* **Your instructions**:
Copy out every item below word for word.

* **Input rows**:

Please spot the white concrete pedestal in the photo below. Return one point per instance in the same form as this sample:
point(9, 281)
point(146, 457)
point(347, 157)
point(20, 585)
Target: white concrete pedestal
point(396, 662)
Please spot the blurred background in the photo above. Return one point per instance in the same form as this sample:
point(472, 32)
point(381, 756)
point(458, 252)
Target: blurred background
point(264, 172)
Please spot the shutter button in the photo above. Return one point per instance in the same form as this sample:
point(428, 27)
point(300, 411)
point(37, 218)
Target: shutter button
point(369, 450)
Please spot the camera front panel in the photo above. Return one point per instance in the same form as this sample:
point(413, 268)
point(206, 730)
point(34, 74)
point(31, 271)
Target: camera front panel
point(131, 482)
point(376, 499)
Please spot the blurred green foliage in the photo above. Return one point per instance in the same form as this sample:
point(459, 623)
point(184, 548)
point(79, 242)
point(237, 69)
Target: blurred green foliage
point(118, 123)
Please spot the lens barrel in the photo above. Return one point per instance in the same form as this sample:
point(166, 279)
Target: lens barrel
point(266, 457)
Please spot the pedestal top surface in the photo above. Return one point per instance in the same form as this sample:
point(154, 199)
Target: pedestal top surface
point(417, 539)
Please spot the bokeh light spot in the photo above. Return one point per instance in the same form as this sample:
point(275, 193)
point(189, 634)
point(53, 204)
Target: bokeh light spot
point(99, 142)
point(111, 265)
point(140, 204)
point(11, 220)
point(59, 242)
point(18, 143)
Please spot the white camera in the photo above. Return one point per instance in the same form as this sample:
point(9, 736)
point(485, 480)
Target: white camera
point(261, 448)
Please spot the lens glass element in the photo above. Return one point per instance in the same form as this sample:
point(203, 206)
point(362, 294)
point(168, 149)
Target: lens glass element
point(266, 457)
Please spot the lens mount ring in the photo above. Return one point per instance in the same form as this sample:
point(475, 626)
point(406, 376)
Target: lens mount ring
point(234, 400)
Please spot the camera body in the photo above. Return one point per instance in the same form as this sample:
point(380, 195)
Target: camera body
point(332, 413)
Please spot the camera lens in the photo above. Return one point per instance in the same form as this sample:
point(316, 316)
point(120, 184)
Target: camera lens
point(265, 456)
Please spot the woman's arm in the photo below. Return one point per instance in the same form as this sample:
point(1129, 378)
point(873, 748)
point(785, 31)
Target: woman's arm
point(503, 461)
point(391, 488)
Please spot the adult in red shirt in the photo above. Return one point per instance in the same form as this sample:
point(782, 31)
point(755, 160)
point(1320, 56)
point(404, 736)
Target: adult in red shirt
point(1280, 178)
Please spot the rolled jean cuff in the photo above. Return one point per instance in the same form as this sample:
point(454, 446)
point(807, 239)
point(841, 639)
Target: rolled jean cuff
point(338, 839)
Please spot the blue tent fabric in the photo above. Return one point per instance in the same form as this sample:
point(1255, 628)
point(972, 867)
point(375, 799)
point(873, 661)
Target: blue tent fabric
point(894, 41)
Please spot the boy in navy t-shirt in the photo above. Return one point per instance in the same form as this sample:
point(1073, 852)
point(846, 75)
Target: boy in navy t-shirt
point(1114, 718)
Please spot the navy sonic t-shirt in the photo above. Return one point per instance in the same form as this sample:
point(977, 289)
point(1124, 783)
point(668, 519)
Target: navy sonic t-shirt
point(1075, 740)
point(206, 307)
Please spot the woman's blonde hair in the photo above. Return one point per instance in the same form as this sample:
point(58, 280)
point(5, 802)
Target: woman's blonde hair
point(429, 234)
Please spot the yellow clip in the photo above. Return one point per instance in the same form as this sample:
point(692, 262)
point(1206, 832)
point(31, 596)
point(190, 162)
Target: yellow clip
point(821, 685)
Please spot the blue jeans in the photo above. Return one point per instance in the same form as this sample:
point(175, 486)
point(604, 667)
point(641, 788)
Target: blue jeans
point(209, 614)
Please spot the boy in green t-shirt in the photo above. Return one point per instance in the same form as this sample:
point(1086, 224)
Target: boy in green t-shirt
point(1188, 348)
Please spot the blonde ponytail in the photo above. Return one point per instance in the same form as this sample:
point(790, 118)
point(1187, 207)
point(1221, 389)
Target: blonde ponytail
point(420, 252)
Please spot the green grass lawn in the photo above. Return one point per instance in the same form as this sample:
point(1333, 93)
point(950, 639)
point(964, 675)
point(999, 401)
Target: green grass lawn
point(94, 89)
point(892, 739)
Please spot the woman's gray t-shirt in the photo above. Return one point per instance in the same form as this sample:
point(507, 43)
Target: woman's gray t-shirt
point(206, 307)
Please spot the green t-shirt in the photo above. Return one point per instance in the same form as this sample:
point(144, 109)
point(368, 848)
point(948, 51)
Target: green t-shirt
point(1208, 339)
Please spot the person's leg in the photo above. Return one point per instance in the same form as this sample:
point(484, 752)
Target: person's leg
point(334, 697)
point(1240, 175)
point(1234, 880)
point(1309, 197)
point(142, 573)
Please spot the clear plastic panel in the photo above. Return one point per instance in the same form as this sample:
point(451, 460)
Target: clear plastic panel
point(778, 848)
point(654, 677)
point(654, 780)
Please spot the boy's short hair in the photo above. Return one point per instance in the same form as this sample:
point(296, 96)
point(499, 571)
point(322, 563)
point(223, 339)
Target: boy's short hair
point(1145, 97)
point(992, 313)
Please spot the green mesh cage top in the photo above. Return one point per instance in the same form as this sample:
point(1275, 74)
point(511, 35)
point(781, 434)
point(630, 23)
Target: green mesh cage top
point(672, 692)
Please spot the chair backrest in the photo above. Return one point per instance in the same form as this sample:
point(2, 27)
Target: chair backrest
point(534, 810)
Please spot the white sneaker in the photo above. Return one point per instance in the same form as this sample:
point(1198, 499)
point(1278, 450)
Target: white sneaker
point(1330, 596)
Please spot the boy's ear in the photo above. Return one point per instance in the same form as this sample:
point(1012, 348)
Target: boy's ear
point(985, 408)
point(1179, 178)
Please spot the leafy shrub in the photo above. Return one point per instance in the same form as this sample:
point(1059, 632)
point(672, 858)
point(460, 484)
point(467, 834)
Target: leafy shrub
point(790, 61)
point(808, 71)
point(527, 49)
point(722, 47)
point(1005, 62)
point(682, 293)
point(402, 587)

* **Problem solution**:
Please spot the white concrete pedestal in the photo below. Return one point per instance in the same form as this sample:
point(9, 281)
point(146, 457)
point(347, 157)
point(20, 585)
Target: white concrete pedestal
point(396, 662)
Please spot the blurred background in the photo above. Return one point per instance in the same form as this sample:
point(472, 32)
point(381, 756)
point(458, 252)
Target: blurred background
point(264, 172)
Please spot the shutter button in the photo above. Return one point per instance in the same form as this sample:
point(428, 27)
point(300, 411)
point(37, 218)
Target: shutter button
point(369, 450)
Please spot the camera front panel in the photo above. Return one point per instance in the same form as this sample:
point(413, 268)
point(206, 730)
point(34, 74)
point(31, 271)
Target: camera front panel
point(131, 482)
point(376, 499)
Please spot the blurred green foliage in the photo above. Return one point per instance in the same form as this sample:
point(459, 623)
point(184, 548)
point(79, 242)
point(237, 69)
Target: blurred green foliage
point(118, 123)
Please spot the lens barrel in the photo above. Return one point per instance in the same form as this sample:
point(166, 279)
Target: lens barrel
point(266, 457)
Please spot the pedestal top surface in the photo above. Return one point per instance in the same form as this sample:
point(154, 199)
Target: pedestal top surface
point(417, 539)
Please spot the bokeh light spot in the photo above. Return one point per instance in the same form as this sample:
point(275, 193)
point(189, 634)
point(53, 204)
Target: bokeh light spot
point(99, 142)
point(111, 265)
point(140, 204)
point(11, 220)
point(59, 242)
point(18, 143)
Please spot the white camera in the photo above. Return one point per instance in the same form as this sample:
point(9, 736)
point(485, 480)
Target: white camera
point(261, 448)
Please spot the lens glass element in the photo above. Return one point per instance in the same form as this sample:
point(203, 206)
point(362, 294)
point(168, 149)
Target: lens glass element
point(266, 457)
Please spot the lens mount ring in the photo above. Return one point per instance in the same form as this sample:
point(475, 626)
point(406, 376)
Target: lens mount ring
point(234, 400)
Please spot the camera body in the photo above. Return one point per instance in the same form as this sample:
point(380, 195)
Target: camera body
point(332, 413)
Please spot the camera lens in the photo above. Return one point per instance in the same form as this sample:
point(316, 316)
point(120, 184)
Target: camera lens
point(265, 456)
Please spot the woman's arm in the photo below. Return one point per instance in the same form as this sample:
point(1129, 378)
point(873, 748)
point(785, 31)
Target: woman's arm
point(503, 461)
point(391, 488)
Please spot the adult in red shirt in the photo above. Return one point per instance in the same form as this sample:
point(782, 31)
point(755, 160)
point(1320, 56)
point(404, 736)
Target: adult in red shirt
point(1280, 178)
Please spot the rolled jean cuff in the photo above. Return one point per instance in the same form as this sample:
point(454, 446)
point(807, 239)
point(841, 639)
Target: rolled jean cuff
point(338, 839)
Please spot the blue tent fabric in the photo above. Return one point per instance in the same form as this sample:
point(1255, 628)
point(972, 867)
point(375, 799)
point(873, 661)
Target: blue tent fabric
point(894, 41)
Please spot the boy in navy t-shirt in the photo above. Return one point per instance in the same form as this sample:
point(1073, 852)
point(846, 75)
Target: boy in navy t-shirt
point(1114, 718)
Please spot the navy sonic t-shirt in the photo above. Return one point per instance in the same form as this sample:
point(977, 289)
point(1124, 783)
point(668, 519)
Target: navy sonic t-shirt
point(1075, 740)
point(206, 307)
Please spot the woman's blonde hair in the photo above. Return one point per instance in the same form as this sample:
point(58, 280)
point(5, 802)
Target: woman's blonde hair
point(429, 234)
Please spot the yellow clip in the photo above. Return one point per instance in the same form as this sample:
point(692, 262)
point(1206, 832)
point(31, 596)
point(190, 162)
Target: yellow clip
point(821, 685)
Please spot the blue jeans in the photo above. Return one point per instance in the same form as this sample:
point(175, 486)
point(604, 667)
point(641, 788)
Target: blue jeans
point(209, 614)
Please spot the boy in green t-shirt in the photo above. Return one point per instance in the same form as this sample:
point(1086, 224)
Target: boy in green t-shirt
point(1188, 348)
Please spot the blonde ponytail in the photo above. Return one point per instance in the same form as this sample:
point(790, 118)
point(1187, 207)
point(1221, 389)
Target: blonde ponytail
point(420, 252)
Please spot the green grass lawn in the photo above. Return one point per instance in the same form as this sample:
point(1333, 93)
point(950, 639)
point(964, 675)
point(999, 401)
Target: green grass lawn
point(94, 89)
point(892, 739)
Please spot the woman's gray t-shirt in the photo above. Return one point per instance in the same form as this sample:
point(507, 43)
Target: woman's gray t-shirt
point(206, 307)
Please spot the green t-shirt in the photo above. Return one point per instance in the same form as this sample:
point(144, 109)
point(368, 848)
point(948, 51)
Target: green t-shirt
point(1208, 339)
Please spot the person's leg in the photo above. Return one point per instance in the same form as this sample:
point(484, 752)
Target: person's leg
point(334, 697)
point(1240, 175)
point(1234, 880)
point(1309, 197)
point(142, 573)
Please spot the clear plastic panel in the photo above. Return one point per instance in the same form as this sample:
point(451, 460)
Target: clear plastic panel
point(778, 848)
point(654, 677)
point(654, 780)
Please spot the boy's short hair in the photo above. Return one point per instance in the same form as this sample:
point(296, 96)
point(499, 571)
point(322, 563)
point(223, 339)
Target: boy's short hair
point(1145, 97)
point(992, 313)
Please spot the green mesh cage top in the photo above. Return one point per instance in the same form as this sample:
point(1275, 74)
point(511, 35)
point(781, 434)
point(630, 23)
Target: green mesh cage top
point(672, 692)
Please spot the chair backrest in the photo above. Return one point per instance in the same form as this sample:
point(2, 27)
Target: chair backrest
point(534, 810)
Please spot the white sneaker in the photo above. Return one point per instance in the same form as this sample:
point(1198, 499)
point(1278, 450)
Target: white sneaker
point(1330, 596)
Please spot the boy's ear in the photo above. Return one point per instance in the same form as this sample:
point(1012, 348)
Target: boy's ear
point(985, 408)
point(1179, 178)
Please spot the leafy shrub in the photo above. Return one point per instance in the same form as this sample:
point(1059, 632)
point(672, 858)
point(460, 484)
point(467, 834)
Target: leafy shrub
point(790, 61)
point(808, 71)
point(527, 49)
point(722, 47)
point(1005, 62)
point(682, 293)
point(402, 587)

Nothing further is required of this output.